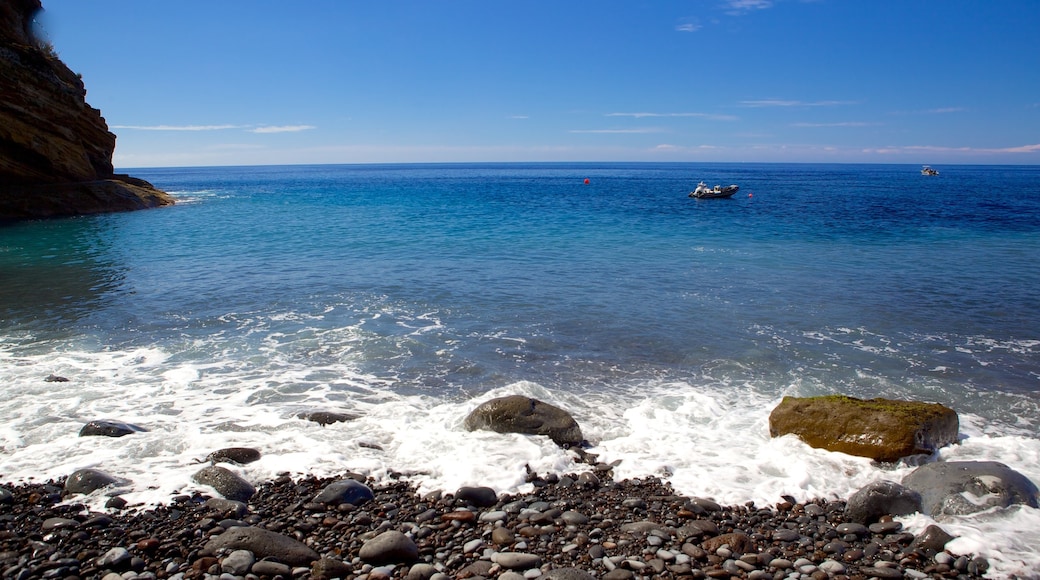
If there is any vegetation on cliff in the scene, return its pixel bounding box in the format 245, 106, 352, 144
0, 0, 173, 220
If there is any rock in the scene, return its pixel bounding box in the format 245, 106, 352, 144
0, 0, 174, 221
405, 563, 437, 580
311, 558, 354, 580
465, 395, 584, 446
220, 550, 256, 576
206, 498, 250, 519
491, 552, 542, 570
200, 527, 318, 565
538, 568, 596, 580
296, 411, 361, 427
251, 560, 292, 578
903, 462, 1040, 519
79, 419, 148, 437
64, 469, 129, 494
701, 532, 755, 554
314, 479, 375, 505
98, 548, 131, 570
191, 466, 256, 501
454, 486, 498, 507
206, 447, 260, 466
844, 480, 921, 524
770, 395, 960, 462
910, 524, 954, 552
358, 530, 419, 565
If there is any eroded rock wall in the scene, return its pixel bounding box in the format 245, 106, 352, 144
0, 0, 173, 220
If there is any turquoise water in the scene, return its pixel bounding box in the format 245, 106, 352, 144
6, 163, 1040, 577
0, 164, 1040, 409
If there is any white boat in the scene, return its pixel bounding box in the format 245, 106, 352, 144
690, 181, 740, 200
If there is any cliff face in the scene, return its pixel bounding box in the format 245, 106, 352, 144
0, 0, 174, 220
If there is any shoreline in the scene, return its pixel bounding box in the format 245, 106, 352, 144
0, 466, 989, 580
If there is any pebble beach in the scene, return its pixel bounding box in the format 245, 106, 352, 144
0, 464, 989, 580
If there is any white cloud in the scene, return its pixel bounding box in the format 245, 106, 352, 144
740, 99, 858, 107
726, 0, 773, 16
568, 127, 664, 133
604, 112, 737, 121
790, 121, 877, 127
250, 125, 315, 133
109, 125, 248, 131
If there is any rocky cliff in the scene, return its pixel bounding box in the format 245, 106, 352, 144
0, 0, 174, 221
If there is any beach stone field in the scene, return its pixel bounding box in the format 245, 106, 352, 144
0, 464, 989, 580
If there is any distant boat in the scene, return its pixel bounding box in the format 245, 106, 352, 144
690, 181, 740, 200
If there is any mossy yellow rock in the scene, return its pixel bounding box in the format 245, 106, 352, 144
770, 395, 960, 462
• • • • •
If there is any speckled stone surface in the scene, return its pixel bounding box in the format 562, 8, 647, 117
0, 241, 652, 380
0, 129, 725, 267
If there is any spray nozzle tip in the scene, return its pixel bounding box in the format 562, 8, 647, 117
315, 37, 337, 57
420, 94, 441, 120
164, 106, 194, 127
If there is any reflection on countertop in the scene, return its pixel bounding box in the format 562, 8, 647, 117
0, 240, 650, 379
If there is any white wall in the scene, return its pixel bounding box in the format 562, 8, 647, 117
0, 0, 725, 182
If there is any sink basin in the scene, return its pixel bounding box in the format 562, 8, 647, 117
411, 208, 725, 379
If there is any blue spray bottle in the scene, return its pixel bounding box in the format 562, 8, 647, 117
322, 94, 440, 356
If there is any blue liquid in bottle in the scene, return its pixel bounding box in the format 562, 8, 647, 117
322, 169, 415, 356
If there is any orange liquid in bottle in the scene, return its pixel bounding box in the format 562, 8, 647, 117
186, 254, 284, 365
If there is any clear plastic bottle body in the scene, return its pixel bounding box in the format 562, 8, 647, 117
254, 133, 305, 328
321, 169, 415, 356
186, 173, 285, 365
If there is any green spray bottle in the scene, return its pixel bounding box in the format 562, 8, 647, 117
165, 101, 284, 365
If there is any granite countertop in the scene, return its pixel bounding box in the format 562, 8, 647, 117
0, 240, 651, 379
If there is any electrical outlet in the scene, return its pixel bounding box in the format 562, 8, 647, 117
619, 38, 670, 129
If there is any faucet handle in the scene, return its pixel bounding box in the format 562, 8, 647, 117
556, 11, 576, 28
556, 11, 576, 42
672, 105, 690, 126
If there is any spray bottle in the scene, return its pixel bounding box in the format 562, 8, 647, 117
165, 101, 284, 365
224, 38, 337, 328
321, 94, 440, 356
• • • • •
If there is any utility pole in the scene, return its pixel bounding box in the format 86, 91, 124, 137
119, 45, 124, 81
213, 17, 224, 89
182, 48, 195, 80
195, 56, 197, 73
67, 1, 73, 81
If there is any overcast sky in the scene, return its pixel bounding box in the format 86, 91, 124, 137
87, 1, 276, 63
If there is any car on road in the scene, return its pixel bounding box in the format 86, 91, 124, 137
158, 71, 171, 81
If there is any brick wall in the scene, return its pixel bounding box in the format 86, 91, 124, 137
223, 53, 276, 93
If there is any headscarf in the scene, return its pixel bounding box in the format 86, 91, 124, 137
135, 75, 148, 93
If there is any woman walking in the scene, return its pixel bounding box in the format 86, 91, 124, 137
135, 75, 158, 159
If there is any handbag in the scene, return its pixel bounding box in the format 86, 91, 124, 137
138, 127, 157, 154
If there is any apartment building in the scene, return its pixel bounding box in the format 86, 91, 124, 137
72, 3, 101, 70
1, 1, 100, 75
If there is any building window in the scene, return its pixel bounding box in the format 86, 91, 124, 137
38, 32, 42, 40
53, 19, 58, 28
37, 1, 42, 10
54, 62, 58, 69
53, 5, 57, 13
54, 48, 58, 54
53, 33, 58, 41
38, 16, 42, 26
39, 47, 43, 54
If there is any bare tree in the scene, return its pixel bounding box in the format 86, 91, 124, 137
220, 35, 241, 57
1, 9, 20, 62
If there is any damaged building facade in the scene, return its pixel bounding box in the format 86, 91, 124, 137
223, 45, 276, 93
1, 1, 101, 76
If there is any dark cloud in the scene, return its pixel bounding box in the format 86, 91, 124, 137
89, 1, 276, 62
• • • • •
** EXERCISE DETAILS **
Write out, without any alteration, every line of the entries from the line with "If there is any bare" to the line with "89, 1, 276, 62", including both of those lines.

** RESULT BELOW **
If there is any bare tree in the scene, return its pixel bounding box in the format 86, 91, 124, 137
220, 35, 241, 57
1, 9, 20, 62
If there is any damaged building facade in the scene, return its pixel bounding box in the format 86, 91, 124, 137
223, 45, 276, 93
1, 1, 101, 76
If there is any dark cloud in the scene, return its pixel bounding box in the format 86, 91, 124, 137
89, 1, 276, 62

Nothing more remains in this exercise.